- THE PROBLEM
Copy out the lines from the one containing "FIND: green leaf" through the last line, changing "instance" to "occurrence" and leaving everything else the same.

****************

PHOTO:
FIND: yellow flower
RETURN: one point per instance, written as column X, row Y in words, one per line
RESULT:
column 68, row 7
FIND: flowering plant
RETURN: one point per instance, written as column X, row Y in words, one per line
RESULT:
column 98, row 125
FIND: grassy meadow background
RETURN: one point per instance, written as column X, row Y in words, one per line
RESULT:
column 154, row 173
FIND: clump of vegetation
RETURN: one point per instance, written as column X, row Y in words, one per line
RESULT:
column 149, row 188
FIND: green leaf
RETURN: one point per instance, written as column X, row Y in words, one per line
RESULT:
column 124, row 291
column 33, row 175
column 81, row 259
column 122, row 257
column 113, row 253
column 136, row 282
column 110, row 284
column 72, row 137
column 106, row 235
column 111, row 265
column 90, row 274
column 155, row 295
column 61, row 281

****************

- PROBLEM SOLUTION
FIND: green leaf
RETURN: one point per occurrence, written as column X, row Y in words, one per line
RESULT:
column 124, row 291
column 33, row 175
column 81, row 259
column 122, row 257
column 113, row 253
column 136, row 282
column 110, row 284
column 72, row 137
column 106, row 235
column 111, row 265
column 90, row 274
column 155, row 295
column 61, row 281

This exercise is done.